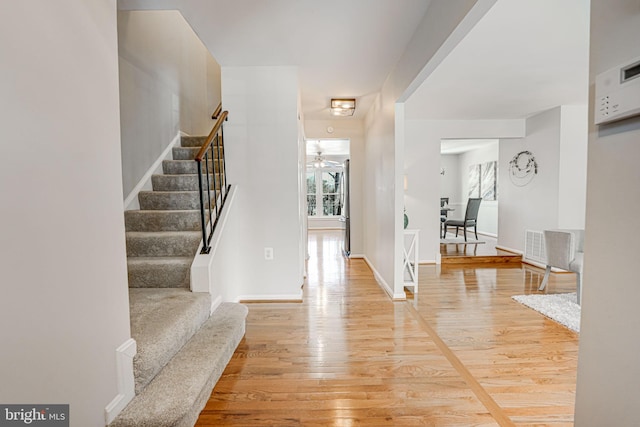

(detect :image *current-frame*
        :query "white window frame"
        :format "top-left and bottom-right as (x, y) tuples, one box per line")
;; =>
(305, 166), (344, 218)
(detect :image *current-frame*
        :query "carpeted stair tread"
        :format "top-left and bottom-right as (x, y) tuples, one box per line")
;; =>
(127, 257), (193, 289)
(124, 209), (200, 231)
(180, 135), (207, 148)
(125, 231), (202, 257)
(172, 147), (219, 160)
(138, 191), (216, 210)
(162, 159), (222, 175)
(129, 288), (211, 394)
(109, 303), (248, 427)
(151, 174), (220, 191)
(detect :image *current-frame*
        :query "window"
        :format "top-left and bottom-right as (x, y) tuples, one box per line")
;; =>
(307, 167), (343, 216)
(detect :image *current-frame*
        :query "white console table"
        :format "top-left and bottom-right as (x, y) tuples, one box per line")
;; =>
(402, 230), (420, 294)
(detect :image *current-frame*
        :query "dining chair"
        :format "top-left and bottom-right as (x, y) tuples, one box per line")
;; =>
(443, 197), (482, 242)
(440, 197), (449, 239)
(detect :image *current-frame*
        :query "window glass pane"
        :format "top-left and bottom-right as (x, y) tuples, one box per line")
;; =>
(322, 194), (341, 216)
(307, 194), (316, 216)
(307, 170), (316, 194)
(322, 171), (340, 194)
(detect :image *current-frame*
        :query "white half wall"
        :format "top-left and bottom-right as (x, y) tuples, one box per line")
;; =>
(118, 10), (221, 196)
(0, 0), (132, 426)
(575, 0), (640, 426)
(222, 67), (304, 300)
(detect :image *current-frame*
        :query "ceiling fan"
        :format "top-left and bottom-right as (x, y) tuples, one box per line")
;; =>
(307, 151), (341, 168)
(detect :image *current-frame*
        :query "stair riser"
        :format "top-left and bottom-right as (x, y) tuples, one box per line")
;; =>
(124, 210), (200, 231)
(162, 160), (222, 175)
(173, 147), (219, 160)
(128, 262), (191, 289)
(151, 175), (221, 191)
(180, 136), (207, 148)
(138, 191), (216, 210)
(126, 232), (201, 257)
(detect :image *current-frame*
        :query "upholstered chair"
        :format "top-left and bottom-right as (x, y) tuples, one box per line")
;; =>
(538, 230), (584, 304)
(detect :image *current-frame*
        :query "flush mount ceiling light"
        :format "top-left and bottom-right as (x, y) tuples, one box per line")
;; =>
(307, 151), (340, 168)
(331, 98), (356, 116)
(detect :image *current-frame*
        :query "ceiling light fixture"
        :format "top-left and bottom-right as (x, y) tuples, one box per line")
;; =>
(331, 98), (356, 116)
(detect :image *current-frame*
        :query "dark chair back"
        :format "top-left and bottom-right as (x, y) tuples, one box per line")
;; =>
(440, 197), (449, 218)
(464, 197), (482, 222)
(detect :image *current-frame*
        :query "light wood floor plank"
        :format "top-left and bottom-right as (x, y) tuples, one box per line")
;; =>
(192, 231), (578, 426)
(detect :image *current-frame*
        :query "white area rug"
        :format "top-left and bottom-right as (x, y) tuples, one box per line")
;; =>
(511, 292), (580, 332)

───

* _Short task_:
List each line of the entries above that contains the word "light", copying every such line in full.

* _Response to the task_:
        :query "flush mount ceiling light"
        :query "ceiling light fixture"
        :query "light wood floor plank"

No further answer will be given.